Task description → Transcribe all of the listing exactly.

Material to process →
------------------------------------------------------------------------
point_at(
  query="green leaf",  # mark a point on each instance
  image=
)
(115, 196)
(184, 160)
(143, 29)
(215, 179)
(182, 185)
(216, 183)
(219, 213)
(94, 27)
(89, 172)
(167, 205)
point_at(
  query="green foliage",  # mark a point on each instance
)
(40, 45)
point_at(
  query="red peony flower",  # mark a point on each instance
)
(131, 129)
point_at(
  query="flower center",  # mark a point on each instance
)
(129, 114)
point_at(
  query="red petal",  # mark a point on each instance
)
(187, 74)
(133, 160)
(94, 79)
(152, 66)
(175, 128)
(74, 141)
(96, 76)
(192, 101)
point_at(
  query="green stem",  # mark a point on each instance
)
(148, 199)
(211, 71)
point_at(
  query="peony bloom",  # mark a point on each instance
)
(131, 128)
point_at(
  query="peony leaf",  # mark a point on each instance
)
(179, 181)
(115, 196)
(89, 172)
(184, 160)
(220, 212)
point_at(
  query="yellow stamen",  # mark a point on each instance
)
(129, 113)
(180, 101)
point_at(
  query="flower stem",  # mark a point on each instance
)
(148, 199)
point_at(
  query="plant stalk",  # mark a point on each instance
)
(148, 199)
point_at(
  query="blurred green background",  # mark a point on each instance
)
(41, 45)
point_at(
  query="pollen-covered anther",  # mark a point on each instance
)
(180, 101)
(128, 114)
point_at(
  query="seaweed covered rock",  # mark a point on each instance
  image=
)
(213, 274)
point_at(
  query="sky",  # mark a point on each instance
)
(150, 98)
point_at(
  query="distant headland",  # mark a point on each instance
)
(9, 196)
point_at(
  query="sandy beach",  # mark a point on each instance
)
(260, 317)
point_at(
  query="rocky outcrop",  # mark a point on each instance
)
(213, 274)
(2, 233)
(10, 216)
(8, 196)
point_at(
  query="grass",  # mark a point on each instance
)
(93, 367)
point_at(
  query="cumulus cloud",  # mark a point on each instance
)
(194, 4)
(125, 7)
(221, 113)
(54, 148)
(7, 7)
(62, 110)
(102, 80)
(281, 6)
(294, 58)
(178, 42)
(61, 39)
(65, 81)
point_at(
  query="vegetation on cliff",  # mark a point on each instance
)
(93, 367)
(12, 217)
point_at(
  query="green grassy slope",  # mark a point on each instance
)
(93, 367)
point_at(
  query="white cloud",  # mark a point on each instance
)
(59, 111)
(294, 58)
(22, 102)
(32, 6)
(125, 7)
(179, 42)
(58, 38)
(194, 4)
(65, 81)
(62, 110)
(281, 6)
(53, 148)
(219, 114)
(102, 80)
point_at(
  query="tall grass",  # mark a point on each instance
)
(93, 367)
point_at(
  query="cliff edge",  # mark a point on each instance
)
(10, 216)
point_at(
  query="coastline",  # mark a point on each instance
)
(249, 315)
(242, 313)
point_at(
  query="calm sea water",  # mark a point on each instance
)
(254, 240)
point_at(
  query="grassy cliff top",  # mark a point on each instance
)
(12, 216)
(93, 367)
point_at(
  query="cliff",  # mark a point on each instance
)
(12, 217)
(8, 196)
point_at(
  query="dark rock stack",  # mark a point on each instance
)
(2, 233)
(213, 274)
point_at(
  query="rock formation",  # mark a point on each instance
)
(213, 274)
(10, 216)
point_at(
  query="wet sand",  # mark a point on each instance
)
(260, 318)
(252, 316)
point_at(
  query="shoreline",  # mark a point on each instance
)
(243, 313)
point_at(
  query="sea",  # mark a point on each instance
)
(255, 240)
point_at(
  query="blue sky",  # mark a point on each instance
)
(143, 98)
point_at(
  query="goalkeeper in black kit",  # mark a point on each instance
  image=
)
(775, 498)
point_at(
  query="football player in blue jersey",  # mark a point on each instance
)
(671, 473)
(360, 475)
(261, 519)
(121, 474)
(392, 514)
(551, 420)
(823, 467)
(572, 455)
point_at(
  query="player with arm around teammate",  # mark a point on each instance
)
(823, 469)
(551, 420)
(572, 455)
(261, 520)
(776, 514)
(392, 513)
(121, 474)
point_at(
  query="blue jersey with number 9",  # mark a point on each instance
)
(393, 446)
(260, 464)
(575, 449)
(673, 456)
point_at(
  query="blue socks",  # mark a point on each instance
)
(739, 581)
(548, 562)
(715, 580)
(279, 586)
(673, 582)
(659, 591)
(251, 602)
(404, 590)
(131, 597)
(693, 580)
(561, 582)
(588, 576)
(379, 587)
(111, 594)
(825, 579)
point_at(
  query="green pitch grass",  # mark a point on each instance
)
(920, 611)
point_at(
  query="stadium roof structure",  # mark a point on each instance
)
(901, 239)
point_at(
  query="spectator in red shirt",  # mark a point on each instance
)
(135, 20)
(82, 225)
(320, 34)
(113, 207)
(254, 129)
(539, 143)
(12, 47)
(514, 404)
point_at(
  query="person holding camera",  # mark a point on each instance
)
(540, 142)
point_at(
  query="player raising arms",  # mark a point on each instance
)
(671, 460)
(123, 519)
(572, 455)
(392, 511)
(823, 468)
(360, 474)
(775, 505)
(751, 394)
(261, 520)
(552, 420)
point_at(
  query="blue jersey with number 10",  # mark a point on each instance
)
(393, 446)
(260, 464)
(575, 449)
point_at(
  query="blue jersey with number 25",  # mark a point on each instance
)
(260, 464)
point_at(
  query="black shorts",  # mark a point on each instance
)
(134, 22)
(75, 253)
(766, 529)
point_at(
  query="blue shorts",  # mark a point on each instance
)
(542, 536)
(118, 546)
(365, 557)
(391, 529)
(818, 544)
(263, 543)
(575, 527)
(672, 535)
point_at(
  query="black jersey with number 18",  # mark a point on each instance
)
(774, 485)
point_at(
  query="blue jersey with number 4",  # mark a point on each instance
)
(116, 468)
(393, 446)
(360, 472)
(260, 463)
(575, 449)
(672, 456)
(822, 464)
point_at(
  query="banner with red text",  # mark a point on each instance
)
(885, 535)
------------------------------------------------------------------------
Answer box →
point_at(
  query="green leaf",  # mark a point on each instance
  image=
)
(115, 196)
(184, 160)
(143, 29)
(215, 179)
(182, 185)
(216, 183)
(219, 213)
(94, 27)
(89, 172)
(167, 205)
point_at(
  query="green foliage",  # mark a point on each instance
)
(40, 45)
point_at(
  query="red peony flower",  # mark a point on each instance
)
(131, 129)
point_at(
  query="flower center",  # mark a point on each instance
)
(129, 114)
point_at(
  query="red petal",  # mark a point on each instance
)
(187, 74)
(133, 160)
(94, 79)
(152, 66)
(175, 128)
(74, 141)
(96, 76)
(192, 101)
point_at(
  query="green stem",  # mark a point on each instance
)
(148, 199)
(211, 71)
point_at(
  query="peony bloom",  # mark a point on each instance
)
(131, 128)
point_at(
  query="peony leaf",  # mark a point on each instance
)
(179, 181)
(115, 196)
(89, 172)
(184, 160)
(220, 212)
point_at(
  query="yellow stamen",  # mark a point on each instance
)
(129, 113)
(180, 101)
point_at(
  query="flower stem",  # mark a point on each instance
)
(148, 199)
point_at(
  query="plant stalk",  # mark a point on each instance
)
(148, 199)
point_at(
  query="blurred green background",  # mark a point on each instance
)
(41, 45)
point_at(
  query="pollen-covered anther",  # mark a point on each instance
)
(180, 101)
(128, 114)
point_at(
  query="seaweed covered rock",  # mark a point on each instance
  image=
)
(213, 274)
point_at(
  query="sky",  # mark a point on each instance
)
(150, 98)
point_at(
  query="distant headland",  # mark a point on each instance
)
(9, 196)
point_at(
  query="sandy beach",  # mark a point on each instance
)
(260, 317)
point_at(
  query="rocky outcrop",  # mark a point on each instance
)
(213, 274)
(2, 233)
(10, 216)
(8, 196)
point_at(
  query="grass",  # mark a point on each instance
)
(93, 367)
point_at(
  query="cumulus cloud",  # mark a point on each instance
)
(194, 4)
(125, 7)
(221, 113)
(54, 148)
(7, 7)
(62, 110)
(102, 80)
(281, 6)
(294, 58)
(178, 42)
(61, 39)
(65, 81)
point_at(
  query="vegetation on cliff",  # mark a point on each instance
)
(93, 367)
(12, 217)
point_at(
  query="green grassy slope",  # mark a point on each instance
)
(93, 367)
point_at(
  query="white cloud",  # mark a point on each instance
)
(59, 111)
(294, 58)
(22, 102)
(32, 6)
(125, 7)
(179, 42)
(58, 38)
(194, 4)
(65, 81)
(62, 110)
(281, 6)
(53, 148)
(219, 114)
(102, 80)
point_at(
  query="tall grass",  # mark a point on each instance
)
(93, 367)
point_at(
  query="cliff edge",  # mark a point on each instance
)
(10, 216)
point_at(
  query="coastline",  # mark a point on each instance
)
(249, 315)
(242, 313)
point_at(
  query="calm sea water",  # mark a point on each instance
)
(254, 240)
point_at(
  query="grassy cliff top",  # mark a point on each instance
)
(12, 216)
(93, 367)
point_at(
  query="cliff",  # mark a point on each instance
)
(12, 217)
(8, 196)
point_at(
  query="dark rock stack",  # mark a point on each instance
)
(2, 233)
(213, 274)
point_at(
  query="rock formation",  # mark a point on each instance
)
(213, 274)
(10, 216)
point_at(
  query="wet sand",  # mark a point on each instance
)
(260, 318)
(252, 316)
point_at(
  query="shoreline",  # mark a point on each instance
)
(243, 313)
point_at(
  query="sea",  # mark a point on each instance
)
(255, 240)
point_at(
  query="blue sky",  # mark a point on each instance
)
(143, 98)
point_at(
  query="goalkeeper in black kit",  # mark a point on each instance
  image=
)
(775, 498)
point_at(
  query="football player in blue jersey",  # mark a point on each instance
)
(671, 473)
(360, 475)
(261, 519)
(121, 474)
(392, 514)
(551, 420)
(823, 467)
(572, 455)
point_at(
  query="player with arm around teammate",  # mark a point on each instance
)
(823, 469)
(551, 420)
(572, 455)
(261, 520)
(776, 514)
(392, 513)
(121, 474)
point_at(
  query="blue jersey with number 9",  # mark a point on each instance
)
(393, 446)
(260, 464)
(575, 449)
(673, 456)
point_at(
  query="blue socks",  # mark a point on each instance
)
(739, 581)
(548, 562)
(715, 580)
(279, 586)
(673, 582)
(659, 591)
(251, 602)
(404, 590)
(131, 597)
(693, 580)
(561, 582)
(588, 576)
(379, 587)
(111, 594)
(825, 579)
point_at(
  query="green pitch grass",  # mark a point on each instance
)
(920, 611)
point_at(
  query="stadium roof structure",  # mark a point on each instance
)
(901, 239)
point_at(
  query="spectator in red shirt",  # mark a point on each instance
)
(135, 20)
(82, 225)
(320, 34)
(113, 207)
(254, 129)
(539, 143)
(12, 47)
(514, 404)
point_at(
  query="person holding camera",  # mark a point on each instance
)
(540, 142)
point_at(
  query="player raising arms",  # mark a point on each instance
)
(671, 460)
(123, 519)
(572, 455)
(392, 511)
(823, 468)
(360, 474)
(775, 505)
(751, 394)
(261, 520)
(552, 420)
point_at(
  query="blue jersey with number 10",  # mark a point on each instance
)
(393, 446)
(260, 464)
(575, 449)
point_at(
  query="blue jersey with number 25",  # mark a point on each instance
)
(260, 464)
point_at(
  query="black shorts",  # mark a point on each instance
)
(134, 22)
(75, 253)
(766, 529)
point_at(
  query="blue shorts",  # mark a point on each instance
)
(542, 536)
(118, 546)
(365, 557)
(391, 529)
(818, 544)
(263, 543)
(575, 527)
(672, 535)
point_at(
  query="black jersey with number 18",  # mark a point on each instance
)
(774, 485)
point_at(
  query="blue jersey with number 4",  # mark a point on each instance
)
(116, 468)
(393, 446)
(360, 472)
(260, 463)
(575, 449)
(672, 456)
(822, 464)
point_at(
  query="banner with red text",  # mark a point on each instance
)
(885, 535)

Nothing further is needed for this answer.